Convert the lines below into a JSON list of strings, one string per line, and leave out any blank lines.

>> start EXTRACTED RECORDS

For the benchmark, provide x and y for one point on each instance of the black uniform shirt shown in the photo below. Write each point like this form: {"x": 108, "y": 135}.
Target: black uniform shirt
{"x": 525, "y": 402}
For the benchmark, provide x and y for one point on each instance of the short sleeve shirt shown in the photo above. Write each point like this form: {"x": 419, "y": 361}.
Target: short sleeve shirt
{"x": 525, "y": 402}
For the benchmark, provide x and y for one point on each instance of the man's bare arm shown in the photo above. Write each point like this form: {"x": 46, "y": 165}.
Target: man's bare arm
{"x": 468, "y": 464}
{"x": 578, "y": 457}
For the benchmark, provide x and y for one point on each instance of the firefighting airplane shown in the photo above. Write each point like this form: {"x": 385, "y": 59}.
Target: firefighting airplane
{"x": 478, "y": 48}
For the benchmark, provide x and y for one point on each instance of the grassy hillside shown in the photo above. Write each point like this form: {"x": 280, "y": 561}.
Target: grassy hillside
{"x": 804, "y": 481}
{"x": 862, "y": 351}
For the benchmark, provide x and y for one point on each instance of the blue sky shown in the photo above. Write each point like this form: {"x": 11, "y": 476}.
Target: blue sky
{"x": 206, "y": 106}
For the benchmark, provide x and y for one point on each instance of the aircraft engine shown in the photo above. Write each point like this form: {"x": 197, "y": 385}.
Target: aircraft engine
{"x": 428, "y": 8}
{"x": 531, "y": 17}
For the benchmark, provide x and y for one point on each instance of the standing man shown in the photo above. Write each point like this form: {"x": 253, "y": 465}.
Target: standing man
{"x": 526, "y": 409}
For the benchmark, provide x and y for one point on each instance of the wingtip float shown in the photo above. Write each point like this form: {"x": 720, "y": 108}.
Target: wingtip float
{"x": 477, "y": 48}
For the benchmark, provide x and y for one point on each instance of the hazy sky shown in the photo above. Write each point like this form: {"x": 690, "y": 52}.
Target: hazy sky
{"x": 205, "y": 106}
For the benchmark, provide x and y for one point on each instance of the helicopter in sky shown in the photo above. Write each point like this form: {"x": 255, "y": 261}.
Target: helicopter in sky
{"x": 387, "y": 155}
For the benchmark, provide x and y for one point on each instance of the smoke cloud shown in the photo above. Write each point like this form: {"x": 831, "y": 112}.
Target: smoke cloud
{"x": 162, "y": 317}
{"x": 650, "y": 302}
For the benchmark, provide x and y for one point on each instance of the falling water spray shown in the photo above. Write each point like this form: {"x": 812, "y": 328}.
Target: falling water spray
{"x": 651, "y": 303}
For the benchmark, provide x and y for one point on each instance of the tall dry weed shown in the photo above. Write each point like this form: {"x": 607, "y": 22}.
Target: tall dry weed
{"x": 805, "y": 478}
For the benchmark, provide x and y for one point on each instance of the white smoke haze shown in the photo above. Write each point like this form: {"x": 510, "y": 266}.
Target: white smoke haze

>> end EXTRACTED RECORDS

FINISHED TASK —
[
  "For the benchmark, provide x and y for one point on each instance of the black uniform shirt shown in the photo below. Write each point like this form: {\"x\": 108, \"y\": 135}.",
  "Target: black uniform shirt",
  "{\"x\": 525, \"y\": 402}",
  "For the benchmark, provide x and y for one point on each instance of the short sleeve shirt shown in the photo above. Write each point like this form: {\"x\": 419, \"y\": 361}.",
  "Target: short sleeve shirt",
  "{\"x\": 525, \"y\": 402}",
  "For the benchmark, provide x and y for one point on each instance of the man's bare arm shown in the photo above. Write each point like this form: {\"x\": 46, \"y\": 165}.",
  "Target: man's bare arm",
  "{\"x\": 468, \"y\": 464}",
  "{\"x\": 578, \"y\": 457}",
  "For the benchmark, provide x and y for one point on each instance of the firefighting airplane shown in the photo above. Write each point like this form: {\"x\": 385, \"y\": 59}.",
  "Target: firefighting airplane",
  "{\"x\": 478, \"y\": 48}",
  "For the benchmark, provide x and y for one point on each instance of the grassy hillside shown in the photo above. Write each point like this form: {\"x\": 280, \"y\": 561}.",
  "Target: grassy hillside",
  "{\"x\": 804, \"y\": 481}",
  "{\"x\": 862, \"y\": 351}",
  "For the benchmark, provide x and y for one point on each instance of the blue sky shown in the photo above. Write each point like this form: {\"x\": 11, \"y\": 476}.",
  "Target: blue sky",
  "{\"x\": 206, \"y\": 106}",
  "For the benchmark, provide x and y for one point on each instance of the aircraft engine shown in the photo above. Write each point like this form: {\"x\": 197, \"y\": 385}.",
  "Target: aircraft engine",
  "{\"x\": 428, \"y\": 8}",
  "{\"x\": 531, \"y\": 17}",
  "For the benchmark, provide x and y for one point on each instance of the standing man shown in the photo above. Write each point like this form: {\"x\": 253, \"y\": 465}.",
  "Target: standing man",
  "{\"x\": 526, \"y\": 409}",
  "For the benchmark, provide x and y for one point on each instance of the wingtip float shown in the photo above. Write each point like this form: {\"x\": 720, \"y\": 108}.",
  "Target: wingtip float",
  "{\"x\": 477, \"y\": 48}",
  "For the benchmark, provide x and y for one point on each instance of the hazy sky shown in the photo above. Write each point like this form: {\"x\": 690, \"y\": 52}.",
  "Target: hazy sky",
  "{\"x\": 205, \"y\": 106}",
  "For the benchmark, provide x and y for one point on each instance of the helicopter in sky shown in the photo above. Write each point like this form: {\"x\": 255, \"y\": 261}.",
  "Target: helicopter in sky",
  "{\"x\": 387, \"y\": 155}",
  "For the benchmark, provide x and y for one point on each instance of the smoke cloud shown in the photo above. Write each point like this form: {\"x\": 831, \"y\": 112}.",
  "Target: smoke cloud",
  "{\"x\": 162, \"y\": 317}",
  "{\"x\": 650, \"y\": 302}",
  "For the benchmark, provide x and y for one point on each instance of the falling water spray shown in the photo above. Write each point like this form: {\"x\": 812, \"y\": 328}.",
  "Target: falling water spray",
  "{\"x\": 651, \"y\": 303}",
  "For the benchmark, provide x and y for one point on each instance of the tall dry weed shown in the photo above. Write each point like this form: {\"x\": 607, \"y\": 22}.",
  "Target: tall dry weed",
  "{\"x\": 805, \"y\": 478}",
  "For the benchmark, provide x and y for one point on each instance of the white smoke haze shown in the photo above. Write each point like this form: {\"x\": 510, \"y\": 266}.",
  "Target: white smoke haze"
]